## TASK BRIEF
Output every entry exactly as written, but omit the pictures.
::::::
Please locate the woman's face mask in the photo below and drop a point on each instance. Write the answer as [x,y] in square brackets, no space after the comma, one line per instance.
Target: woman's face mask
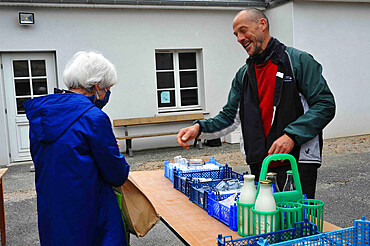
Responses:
[100,103]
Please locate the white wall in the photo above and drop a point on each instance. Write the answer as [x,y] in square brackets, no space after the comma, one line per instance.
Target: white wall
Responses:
[337,35]
[129,37]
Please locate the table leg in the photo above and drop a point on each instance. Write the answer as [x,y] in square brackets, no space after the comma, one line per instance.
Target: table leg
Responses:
[2,214]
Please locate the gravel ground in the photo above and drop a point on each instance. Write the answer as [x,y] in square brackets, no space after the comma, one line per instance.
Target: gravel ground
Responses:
[342,185]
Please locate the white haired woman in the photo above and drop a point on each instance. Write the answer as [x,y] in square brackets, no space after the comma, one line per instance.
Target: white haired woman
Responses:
[76,157]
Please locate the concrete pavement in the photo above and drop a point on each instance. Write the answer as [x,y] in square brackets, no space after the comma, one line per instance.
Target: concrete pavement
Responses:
[342,185]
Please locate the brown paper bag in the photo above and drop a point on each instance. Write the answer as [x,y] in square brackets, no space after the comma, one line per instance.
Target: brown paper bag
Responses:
[139,212]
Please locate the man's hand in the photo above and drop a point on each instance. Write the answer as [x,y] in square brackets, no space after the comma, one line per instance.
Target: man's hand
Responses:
[187,134]
[282,145]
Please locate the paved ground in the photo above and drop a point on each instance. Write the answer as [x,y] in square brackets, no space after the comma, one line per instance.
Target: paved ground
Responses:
[342,185]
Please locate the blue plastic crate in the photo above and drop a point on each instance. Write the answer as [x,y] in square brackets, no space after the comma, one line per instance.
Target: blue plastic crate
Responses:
[358,235]
[301,229]
[169,169]
[182,178]
[198,195]
[221,212]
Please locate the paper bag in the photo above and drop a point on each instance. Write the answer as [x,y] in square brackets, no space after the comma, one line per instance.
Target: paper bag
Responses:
[139,212]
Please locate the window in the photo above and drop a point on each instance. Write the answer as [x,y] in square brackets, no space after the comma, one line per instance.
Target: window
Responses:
[30,80]
[178,80]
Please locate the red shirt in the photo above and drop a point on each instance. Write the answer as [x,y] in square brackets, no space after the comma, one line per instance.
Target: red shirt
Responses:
[266,76]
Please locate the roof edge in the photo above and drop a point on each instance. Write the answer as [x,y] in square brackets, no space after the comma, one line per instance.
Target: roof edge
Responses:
[140,4]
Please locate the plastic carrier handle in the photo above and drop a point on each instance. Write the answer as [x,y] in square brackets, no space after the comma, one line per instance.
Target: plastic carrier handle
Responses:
[286,196]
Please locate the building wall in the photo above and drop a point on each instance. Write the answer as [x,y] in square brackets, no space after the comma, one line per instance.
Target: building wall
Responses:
[336,34]
[129,37]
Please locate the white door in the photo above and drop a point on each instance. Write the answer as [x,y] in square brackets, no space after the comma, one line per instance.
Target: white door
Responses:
[26,75]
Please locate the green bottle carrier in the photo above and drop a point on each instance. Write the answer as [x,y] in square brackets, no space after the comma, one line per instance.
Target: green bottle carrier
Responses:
[291,207]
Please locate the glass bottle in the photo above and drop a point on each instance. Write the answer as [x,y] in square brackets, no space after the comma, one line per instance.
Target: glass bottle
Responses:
[273,178]
[247,196]
[289,183]
[265,202]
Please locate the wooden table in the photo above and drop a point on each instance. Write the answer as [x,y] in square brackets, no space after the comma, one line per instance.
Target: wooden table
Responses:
[2,210]
[186,219]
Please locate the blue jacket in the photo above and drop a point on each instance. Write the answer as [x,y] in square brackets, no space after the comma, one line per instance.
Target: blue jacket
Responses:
[77,161]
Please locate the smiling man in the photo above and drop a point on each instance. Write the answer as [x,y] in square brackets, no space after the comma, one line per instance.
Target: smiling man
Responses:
[281,100]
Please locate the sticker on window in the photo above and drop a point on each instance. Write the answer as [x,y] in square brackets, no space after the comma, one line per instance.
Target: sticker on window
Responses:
[165,97]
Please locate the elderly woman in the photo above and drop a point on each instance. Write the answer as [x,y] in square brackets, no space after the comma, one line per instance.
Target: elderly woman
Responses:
[76,157]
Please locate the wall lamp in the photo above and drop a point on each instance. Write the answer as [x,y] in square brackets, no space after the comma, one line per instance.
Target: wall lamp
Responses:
[26,18]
::::::
## EXERCISE RESPONSE
Please locate the woman's face mask in the photo below and drop a point on each instance. Write the answer as [x,y] in square brackets, no space after the comma, one line per instance.
Target: woman's face mask
Responses:
[100,103]
Please locate the white wall in the photo above and drop a point on each instance. Write the answer as [x,y] in square brackets, no space after the comma, one line per instance.
Target: white wall
Responses:
[337,35]
[129,37]
Please locate the table leg in the photo above and drop a point on each instance. Write the answer as [x,y] in square brackets, no space after the comma, one line per instance.
Target: table leg
Responses:
[2,214]
Please locate the gravel ground in the photo above and drop a point on each instance. Write the answer as [x,y] in square brackets, no space after the comma, one line per instance.
Target: gravel ground
Responses:
[342,185]
Please locate the white haired woman in the photo above and drop a point on each instance. Write the answer as [x,y] in square brackets, no space after the comma, one line per instance.
Target: white haired woman
Responses:
[76,157]
Please locate the concrete pavement in the photo above and drop a point on each instance. Write the answer as [x,y] in square brackets, no space after the comma, one line per instance.
Target: concrete pavement
Responses:
[342,185]
Please locate the brown paper bag in the photo above and drop a point on each instance. Write the answer as [x,y] in square brackets, no space after the comma, one line per instance.
Target: brown paper bag
Responses:
[139,212]
Please locate the man's hand in the photo above and drop a point on each instance. Write the answer as [x,y] in square brackets, no space after the comma, one line per instance.
Target: man's hand
Responses:
[187,134]
[282,145]
Please locate the paved ground in the photo above and drop a point on each instance. Write the answer as [x,y] in square brackets, no space after the comma, one line per instance.
Target: paved ground
Responses:
[342,185]
Please locate the blue plastic crate in the photo above and drop a point on each instance. Write the answer as [x,y] in square brackets, no space after the comma, one line per instance.
Target: blue plastic crate
Responses:
[358,235]
[301,229]
[169,169]
[182,178]
[198,195]
[221,212]
Please locate the paper bag in the photo above and drop a point on each instance. Write the answer as [x,y] in square brackets, no space after the comma, one line per instance.
Target: paper bag
Responses:
[139,212]
Please locate the window in the photo above and drop a point on each instance. Write the answer as [x,y] in square brackets, no space after the comma, one line per instance.
Target: window
Responses:
[30,80]
[178,80]
Please locate the red shirt in the photo above and drop a point on each instance. Write the answer as [x,y] in square brackets, no space after the comma, one line per instance.
Target: red shirt
Responses:
[266,76]
Please locate the roof edge in the photo above and drop a point on each instance. Write the answer as [x,y] in square brackets, no space after the comma, one line per instance.
Target: roof edge
Responses:
[140,4]
Please locate the plastic carrier handle in the photo above and drop a point on each instance. Write the answer as [x,y] in square brackets, no space after the comma, one line per instance.
Target: plastic carrier handle
Responses:
[286,196]
Please locate the building wall in the photo above and drop a point on each instance. Write the answer as [x,y] in square brackets, no space after the comma, one line per instance.
Target: building wall
Responses:
[336,34]
[129,37]
Please locate the white door in the photo above and drop a point on each instance. Write the answer as [x,y] in square brackets, no space after the comma, one line per instance.
Target: white door
Responses:
[26,75]
Please locate the green bottle carrier in the photo above and drop a point on each instance. Write the answer as [x,y] in square brackets, no space after the comma, one line per instance.
Target: green bottle carrier
Responses:
[291,207]
Please locate the glass bottle in the photo above and drop a point on each instance. Write the answer as [x,y] in square brackets, no space after the comma, one line per instance.
Target: glass bottle
Responses:
[273,178]
[247,196]
[289,183]
[265,202]
Please locate the wooden table in the photo above and drop a point on each instance. Write the answer as [x,y] in square brackets, no space after the comma, one line per instance.
Target: wooden table
Responses:
[2,210]
[186,219]
Please locate the blue jacket in the photo above and drop a point on each instance. Write the answer as [x,y] in square brackets, no space after the comma, one line per instance.
Target: blue jacket
Responses:
[77,161]
Please locate the smiling man in the photo above and drop a point on each instance. Write the answer as [x,y] in square brackets, no space after the comma, one line per instance.
Target: smiling man
Responses:
[281,100]
Please locate the sticker on window in the photo above and drop a point on each instance. Write the answer as [x,y] in square brackets, no space after the comma, one line per instance.
Target: sticker on window
Responses:
[165,97]
Please locate the elderly woman in the photo above and drop a point on each instance. Write the answer as [x,y] in square brackets, no space after the comma, one line per instance.
Target: elderly woman
Responses:
[76,157]
Please locate the wall lamp in the photo above and drop a point on each instance. Write the answer as [x,y] in square brackets, no space after the comma, one line per instance.
Target: wall lamp
Responses:
[26,18]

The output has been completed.